## start Data supplied

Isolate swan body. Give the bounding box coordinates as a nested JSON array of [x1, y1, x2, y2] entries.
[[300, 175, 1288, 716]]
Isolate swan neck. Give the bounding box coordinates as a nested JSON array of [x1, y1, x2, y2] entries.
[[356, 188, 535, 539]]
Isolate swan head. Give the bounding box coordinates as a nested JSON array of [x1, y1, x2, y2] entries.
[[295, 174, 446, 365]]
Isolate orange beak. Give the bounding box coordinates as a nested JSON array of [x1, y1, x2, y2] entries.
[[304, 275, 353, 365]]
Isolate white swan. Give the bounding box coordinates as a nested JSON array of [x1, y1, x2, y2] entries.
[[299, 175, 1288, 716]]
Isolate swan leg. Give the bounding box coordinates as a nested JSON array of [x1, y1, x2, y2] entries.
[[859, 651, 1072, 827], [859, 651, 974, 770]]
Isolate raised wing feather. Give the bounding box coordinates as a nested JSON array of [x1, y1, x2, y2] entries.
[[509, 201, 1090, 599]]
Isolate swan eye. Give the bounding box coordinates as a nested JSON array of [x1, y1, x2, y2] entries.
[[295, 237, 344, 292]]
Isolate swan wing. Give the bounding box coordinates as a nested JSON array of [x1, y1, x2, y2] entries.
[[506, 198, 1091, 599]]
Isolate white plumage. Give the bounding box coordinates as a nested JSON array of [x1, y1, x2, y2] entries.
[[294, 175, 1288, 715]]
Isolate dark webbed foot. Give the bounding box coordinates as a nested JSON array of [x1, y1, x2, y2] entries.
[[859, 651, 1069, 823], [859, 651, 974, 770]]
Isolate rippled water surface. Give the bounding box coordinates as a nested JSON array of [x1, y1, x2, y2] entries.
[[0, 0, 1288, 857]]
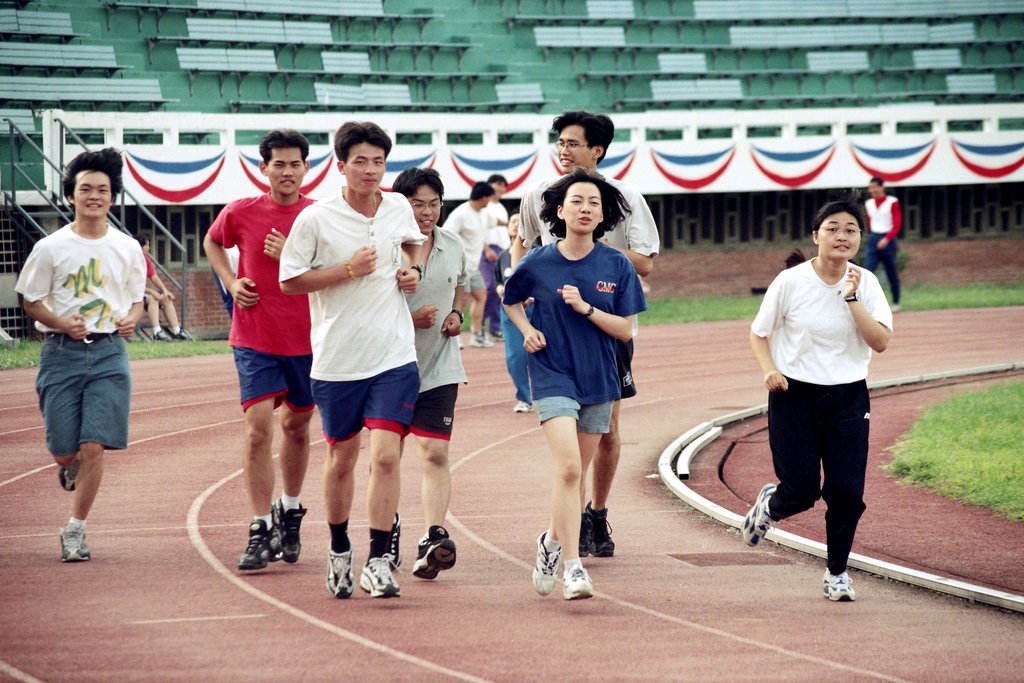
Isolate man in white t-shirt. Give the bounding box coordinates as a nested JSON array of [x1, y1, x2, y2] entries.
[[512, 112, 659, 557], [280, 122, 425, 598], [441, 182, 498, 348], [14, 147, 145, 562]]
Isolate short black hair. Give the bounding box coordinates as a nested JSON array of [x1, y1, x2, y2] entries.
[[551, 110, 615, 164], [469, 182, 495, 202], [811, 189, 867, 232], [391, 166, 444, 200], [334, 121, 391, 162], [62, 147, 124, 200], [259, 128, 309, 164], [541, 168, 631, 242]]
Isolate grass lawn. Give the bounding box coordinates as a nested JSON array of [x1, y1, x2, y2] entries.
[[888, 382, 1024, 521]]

## end Data supplied
## start Data supplied

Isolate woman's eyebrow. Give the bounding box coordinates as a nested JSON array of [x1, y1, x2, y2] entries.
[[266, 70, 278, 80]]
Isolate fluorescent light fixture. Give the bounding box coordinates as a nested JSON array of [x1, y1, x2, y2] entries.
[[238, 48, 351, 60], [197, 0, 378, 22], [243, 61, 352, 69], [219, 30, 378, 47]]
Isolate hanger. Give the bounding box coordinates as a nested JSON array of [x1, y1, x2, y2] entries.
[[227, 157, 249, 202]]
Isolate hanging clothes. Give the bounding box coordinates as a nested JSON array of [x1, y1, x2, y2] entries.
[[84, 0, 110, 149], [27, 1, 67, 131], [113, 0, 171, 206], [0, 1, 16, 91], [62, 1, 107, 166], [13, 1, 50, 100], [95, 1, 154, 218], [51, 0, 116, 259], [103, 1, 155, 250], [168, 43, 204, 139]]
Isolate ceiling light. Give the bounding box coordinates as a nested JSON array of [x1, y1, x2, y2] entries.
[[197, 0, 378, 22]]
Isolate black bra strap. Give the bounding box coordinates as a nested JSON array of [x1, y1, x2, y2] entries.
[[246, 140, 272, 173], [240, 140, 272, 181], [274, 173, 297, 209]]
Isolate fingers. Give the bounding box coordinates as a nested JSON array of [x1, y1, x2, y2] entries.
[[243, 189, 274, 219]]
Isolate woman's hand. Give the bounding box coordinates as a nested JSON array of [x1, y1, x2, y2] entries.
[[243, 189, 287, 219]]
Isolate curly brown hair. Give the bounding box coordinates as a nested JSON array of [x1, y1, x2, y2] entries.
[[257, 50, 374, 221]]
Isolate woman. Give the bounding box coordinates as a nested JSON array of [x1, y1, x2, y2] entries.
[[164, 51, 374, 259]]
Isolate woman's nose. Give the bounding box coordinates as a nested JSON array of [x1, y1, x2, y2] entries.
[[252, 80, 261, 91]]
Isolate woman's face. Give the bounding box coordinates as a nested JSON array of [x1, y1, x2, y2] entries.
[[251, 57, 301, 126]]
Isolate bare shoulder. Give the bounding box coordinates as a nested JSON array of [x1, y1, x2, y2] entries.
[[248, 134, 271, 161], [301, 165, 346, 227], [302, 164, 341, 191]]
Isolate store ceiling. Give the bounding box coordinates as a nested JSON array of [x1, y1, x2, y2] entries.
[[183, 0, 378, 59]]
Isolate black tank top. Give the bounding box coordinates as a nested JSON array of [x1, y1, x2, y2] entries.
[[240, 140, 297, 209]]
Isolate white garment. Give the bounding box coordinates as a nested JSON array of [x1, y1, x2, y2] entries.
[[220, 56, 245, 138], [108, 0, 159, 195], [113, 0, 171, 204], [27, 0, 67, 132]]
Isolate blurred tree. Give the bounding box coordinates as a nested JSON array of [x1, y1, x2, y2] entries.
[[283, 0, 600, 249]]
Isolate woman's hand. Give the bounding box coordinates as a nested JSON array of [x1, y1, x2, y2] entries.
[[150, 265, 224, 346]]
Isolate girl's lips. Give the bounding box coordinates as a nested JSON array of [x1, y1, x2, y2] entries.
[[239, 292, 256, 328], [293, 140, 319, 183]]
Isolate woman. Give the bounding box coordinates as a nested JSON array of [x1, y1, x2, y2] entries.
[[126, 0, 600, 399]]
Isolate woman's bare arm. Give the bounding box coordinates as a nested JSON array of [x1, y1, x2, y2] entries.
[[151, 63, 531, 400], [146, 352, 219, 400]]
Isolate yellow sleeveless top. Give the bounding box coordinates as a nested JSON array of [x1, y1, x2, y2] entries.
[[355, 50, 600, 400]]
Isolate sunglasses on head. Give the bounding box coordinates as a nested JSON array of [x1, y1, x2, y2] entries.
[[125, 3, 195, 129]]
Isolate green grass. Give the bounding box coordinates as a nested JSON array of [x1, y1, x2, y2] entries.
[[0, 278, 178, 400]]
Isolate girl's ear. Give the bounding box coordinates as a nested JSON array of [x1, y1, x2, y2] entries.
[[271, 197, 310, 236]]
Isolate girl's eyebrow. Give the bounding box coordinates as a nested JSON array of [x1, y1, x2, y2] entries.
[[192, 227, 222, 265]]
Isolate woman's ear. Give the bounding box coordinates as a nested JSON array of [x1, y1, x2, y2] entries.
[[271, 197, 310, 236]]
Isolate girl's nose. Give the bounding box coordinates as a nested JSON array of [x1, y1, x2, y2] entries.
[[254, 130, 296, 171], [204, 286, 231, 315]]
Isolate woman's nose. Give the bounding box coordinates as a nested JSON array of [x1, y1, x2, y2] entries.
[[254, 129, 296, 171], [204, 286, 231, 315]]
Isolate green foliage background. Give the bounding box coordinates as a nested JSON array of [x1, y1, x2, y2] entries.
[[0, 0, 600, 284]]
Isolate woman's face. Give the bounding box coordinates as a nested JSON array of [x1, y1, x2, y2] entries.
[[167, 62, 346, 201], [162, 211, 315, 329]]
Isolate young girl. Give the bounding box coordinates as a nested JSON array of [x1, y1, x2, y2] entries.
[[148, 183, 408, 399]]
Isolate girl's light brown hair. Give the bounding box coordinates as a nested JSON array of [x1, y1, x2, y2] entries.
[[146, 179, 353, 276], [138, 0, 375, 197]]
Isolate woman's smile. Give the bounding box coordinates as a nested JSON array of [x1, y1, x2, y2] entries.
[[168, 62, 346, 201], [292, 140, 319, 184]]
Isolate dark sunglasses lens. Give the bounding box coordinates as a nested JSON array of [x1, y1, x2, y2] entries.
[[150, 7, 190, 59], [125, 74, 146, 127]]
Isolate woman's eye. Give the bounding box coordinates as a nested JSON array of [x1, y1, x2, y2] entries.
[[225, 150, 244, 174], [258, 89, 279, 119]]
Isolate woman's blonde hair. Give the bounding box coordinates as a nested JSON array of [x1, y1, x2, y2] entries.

## end Data supplied

Format part of the listing above as a JSON array of strings, one string per line with blank lines omitted. Begin at the line that has "Isolate hanging clothes." and stop after the line that has "[[197, 0, 378, 22]]".

- [Answer for the task]:
[
  "Isolate hanging clothes. Give the bounding box coordinates as a nested JSON array of [x1, y1, x2, y2] entries.",
  "[[84, 0, 110, 149], [27, 1, 67, 131], [113, 0, 171, 206], [0, 1, 16, 91], [62, 1, 107, 166], [13, 1, 50, 100], [95, 1, 154, 218], [51, 0, 116, 259], [103, 1, 155, 250], [168, 43, 204, 139]]",
  "Isolate ceiling light. Give the bounding box coordinates as a nested JSON array of [x1, y1, x2, y2] entries.",
  "[[197, 0, 378, 22]]"
]